[EXERCISE BRIEF]
Only the lines from the beginning of the data below through the line that contains "[locate] group of" should be repeated, exactly as written.

-- AVAILABLE DATA follows --

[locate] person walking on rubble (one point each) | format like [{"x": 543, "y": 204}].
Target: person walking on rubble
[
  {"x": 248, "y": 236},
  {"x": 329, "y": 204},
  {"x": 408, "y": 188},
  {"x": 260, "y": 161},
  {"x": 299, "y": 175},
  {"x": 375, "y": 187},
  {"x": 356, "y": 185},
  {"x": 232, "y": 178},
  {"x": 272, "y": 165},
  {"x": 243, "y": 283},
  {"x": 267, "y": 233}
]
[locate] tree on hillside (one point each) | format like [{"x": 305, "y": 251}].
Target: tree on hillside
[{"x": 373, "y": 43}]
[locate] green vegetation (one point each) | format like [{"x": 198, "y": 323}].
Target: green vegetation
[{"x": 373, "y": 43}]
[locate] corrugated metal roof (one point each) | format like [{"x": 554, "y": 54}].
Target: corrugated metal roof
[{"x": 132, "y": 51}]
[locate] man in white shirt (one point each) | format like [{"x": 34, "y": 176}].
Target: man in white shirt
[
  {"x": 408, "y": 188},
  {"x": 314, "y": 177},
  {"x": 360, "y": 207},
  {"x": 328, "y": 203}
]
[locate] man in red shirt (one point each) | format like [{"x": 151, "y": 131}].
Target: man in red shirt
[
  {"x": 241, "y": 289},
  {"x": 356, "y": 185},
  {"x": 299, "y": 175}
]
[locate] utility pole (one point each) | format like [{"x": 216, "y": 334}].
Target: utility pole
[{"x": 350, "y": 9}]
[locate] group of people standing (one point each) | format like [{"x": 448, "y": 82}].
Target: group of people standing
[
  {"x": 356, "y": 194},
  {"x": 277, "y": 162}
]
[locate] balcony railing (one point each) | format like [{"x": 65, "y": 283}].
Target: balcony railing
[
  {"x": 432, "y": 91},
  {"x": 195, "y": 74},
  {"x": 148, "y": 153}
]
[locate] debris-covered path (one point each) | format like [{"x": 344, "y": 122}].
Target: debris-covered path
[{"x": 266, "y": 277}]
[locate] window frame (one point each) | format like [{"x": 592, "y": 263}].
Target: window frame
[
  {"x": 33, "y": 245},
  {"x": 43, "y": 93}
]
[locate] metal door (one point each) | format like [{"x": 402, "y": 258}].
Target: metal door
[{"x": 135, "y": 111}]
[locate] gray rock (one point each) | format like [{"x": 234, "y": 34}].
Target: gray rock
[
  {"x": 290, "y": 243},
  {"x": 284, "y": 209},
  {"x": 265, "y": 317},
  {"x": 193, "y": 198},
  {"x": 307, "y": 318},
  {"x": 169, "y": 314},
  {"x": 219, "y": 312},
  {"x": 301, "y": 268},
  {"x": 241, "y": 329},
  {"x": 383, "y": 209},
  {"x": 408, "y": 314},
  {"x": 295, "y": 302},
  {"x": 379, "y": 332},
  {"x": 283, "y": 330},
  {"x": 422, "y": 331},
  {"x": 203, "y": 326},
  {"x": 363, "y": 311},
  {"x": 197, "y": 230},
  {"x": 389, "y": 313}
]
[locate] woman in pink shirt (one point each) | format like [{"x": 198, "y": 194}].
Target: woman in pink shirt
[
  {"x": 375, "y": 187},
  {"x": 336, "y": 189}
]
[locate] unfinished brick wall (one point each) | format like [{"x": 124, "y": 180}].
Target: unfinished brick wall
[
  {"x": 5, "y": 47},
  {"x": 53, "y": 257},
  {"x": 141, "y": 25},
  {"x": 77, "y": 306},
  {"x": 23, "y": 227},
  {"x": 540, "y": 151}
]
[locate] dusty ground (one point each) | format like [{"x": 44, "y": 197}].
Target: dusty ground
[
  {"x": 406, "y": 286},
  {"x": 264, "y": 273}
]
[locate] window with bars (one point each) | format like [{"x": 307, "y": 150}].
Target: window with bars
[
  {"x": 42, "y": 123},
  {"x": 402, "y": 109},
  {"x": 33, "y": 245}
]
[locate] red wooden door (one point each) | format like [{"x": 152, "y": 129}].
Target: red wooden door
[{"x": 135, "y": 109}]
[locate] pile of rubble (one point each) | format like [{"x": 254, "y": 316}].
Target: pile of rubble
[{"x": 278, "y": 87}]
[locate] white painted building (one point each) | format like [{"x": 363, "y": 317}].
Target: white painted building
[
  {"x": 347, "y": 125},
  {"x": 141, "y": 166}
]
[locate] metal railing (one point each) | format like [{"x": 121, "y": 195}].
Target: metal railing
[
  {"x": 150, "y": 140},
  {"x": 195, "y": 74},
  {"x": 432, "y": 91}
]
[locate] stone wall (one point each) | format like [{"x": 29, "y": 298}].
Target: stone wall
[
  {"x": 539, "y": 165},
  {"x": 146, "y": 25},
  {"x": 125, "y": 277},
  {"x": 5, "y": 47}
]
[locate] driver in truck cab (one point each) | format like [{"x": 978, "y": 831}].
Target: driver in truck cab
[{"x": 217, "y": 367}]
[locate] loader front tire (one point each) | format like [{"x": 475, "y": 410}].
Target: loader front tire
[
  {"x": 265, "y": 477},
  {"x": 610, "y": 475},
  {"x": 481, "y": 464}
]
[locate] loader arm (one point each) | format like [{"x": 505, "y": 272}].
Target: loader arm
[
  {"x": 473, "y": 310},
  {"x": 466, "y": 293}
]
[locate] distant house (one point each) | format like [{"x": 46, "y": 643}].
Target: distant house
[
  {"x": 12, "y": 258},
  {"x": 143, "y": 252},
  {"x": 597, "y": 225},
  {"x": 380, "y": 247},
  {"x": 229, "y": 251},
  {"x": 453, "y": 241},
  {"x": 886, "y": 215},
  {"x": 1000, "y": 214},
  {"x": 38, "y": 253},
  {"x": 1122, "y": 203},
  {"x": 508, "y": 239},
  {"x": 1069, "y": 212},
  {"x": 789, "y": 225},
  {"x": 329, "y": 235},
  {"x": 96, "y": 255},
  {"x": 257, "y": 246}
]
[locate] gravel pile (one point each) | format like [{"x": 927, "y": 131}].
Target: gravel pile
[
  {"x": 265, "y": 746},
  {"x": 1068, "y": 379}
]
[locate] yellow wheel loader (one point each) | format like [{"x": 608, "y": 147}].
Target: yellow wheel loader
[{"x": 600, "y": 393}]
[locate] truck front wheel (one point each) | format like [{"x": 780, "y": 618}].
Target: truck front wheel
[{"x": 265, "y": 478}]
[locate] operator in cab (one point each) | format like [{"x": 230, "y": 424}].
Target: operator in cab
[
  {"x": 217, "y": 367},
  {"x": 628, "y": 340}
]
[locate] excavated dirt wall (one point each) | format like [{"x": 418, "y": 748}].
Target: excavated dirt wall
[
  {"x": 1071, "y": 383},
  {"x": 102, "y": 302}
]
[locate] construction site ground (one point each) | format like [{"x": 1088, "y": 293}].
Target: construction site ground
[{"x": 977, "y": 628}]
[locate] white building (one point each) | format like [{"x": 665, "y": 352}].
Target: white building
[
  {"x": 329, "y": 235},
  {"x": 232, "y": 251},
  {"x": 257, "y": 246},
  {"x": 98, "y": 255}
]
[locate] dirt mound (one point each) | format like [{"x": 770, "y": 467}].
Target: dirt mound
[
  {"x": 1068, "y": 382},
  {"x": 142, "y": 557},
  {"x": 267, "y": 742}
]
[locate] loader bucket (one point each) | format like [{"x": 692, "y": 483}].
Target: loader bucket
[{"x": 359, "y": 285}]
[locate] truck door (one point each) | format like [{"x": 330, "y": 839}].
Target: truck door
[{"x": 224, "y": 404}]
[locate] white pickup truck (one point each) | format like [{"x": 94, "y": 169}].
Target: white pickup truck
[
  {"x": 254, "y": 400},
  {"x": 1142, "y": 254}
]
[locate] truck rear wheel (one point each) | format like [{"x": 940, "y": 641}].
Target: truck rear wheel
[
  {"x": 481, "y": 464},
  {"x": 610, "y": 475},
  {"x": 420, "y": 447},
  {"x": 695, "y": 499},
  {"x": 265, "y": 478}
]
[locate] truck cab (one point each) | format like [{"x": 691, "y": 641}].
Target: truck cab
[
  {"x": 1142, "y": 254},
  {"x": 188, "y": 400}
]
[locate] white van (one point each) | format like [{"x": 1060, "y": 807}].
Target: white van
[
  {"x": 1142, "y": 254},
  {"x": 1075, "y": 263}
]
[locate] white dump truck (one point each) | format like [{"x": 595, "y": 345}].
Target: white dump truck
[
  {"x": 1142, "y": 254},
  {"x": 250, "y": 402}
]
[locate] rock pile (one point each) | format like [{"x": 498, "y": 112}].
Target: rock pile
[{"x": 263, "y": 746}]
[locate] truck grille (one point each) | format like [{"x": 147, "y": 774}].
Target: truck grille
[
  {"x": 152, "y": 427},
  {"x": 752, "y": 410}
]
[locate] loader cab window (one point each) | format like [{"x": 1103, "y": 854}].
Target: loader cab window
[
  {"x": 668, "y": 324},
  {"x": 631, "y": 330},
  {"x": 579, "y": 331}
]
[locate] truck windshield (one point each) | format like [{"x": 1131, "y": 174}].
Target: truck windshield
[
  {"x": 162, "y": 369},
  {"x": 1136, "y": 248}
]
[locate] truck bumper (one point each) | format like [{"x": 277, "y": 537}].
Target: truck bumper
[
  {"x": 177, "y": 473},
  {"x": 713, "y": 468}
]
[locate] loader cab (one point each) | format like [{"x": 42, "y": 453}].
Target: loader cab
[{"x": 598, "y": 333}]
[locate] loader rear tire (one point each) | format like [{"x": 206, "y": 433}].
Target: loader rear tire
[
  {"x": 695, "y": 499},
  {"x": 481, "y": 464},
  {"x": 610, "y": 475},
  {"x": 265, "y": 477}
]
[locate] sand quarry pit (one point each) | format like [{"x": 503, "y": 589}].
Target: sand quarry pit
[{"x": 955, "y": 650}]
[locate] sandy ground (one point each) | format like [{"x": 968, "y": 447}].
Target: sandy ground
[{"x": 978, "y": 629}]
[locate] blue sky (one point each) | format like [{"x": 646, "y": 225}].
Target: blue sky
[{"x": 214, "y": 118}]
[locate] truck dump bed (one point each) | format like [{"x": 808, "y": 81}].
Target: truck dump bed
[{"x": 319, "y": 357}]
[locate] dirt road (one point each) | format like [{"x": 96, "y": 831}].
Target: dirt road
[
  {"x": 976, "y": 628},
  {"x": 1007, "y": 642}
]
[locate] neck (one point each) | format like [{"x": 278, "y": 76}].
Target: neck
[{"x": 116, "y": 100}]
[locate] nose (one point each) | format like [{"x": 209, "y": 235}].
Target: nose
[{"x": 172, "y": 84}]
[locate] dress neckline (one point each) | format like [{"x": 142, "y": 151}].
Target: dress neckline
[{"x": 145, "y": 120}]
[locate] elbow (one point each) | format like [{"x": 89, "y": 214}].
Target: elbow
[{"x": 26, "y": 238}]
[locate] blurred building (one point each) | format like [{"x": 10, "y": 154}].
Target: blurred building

-- AVAILABLE DATA concluded --

[YOUR RESPONSE]
[locate] person walking on rubble (one point each) | format like [{"x": 543, "y": 204}].
Target: person walking on rubble
[
  {"x": 248, "y": 236},
  {"x": 329, "y": 204},
  {"x": 408, "y": 188},
  {"x": 260, "y": 161},
  {"x": 299, "y": 175},
  {"x": 375, "y": 187},
  {"x": 356, "y": 185},
  {"x": 232, "y": 178},
  {"x": 272, "y": 165},
  {"x": 243, "y": 283},
  {"x": 267, "y": 233}
]
[locate] tree on hillside (one point each) | format like [{"x": 305, "y": 251}].
Target: tree on hillside
[{"x": 373, "y": 43}]
[locate] green vegetation (one point each) | format like [{"x": 198, "y": 323}].
Target: green vegetation
[{"x": 373, "y": 43}]
[locate] corrugated metal roof (one point each) | format like [{"x": 554, "y": 54}].
Target: corrugated metal roof
[{"x": 132, "y": 51}]
[locate] man in white shirt (one point each) | format like [{"x": 34, "y": 176}].
Target: man in white shirt
[
  {"x": 408, "y": 188},
  {"x": 314, "y": 177},
  {"x": 360, "y": 207},
  {"x": 328, "y": 203}
]
[locate] man in red shirt (one point each) | format like [{"x": 151, "y": 131}].
Target: man in red shirt
[
  {"x": 241, "y": 289},
  {"x": 356, "y": 185},
  {"x": 299, "y": 175}
]
[locate] utility pole (one point each) | format like [{"x": 216, "y": 334}].
Target: utility pole
[{"x": 350, "y": 9}]
[locate] group of people standing (one point each) | format like [{"x": 448, "y": 82}].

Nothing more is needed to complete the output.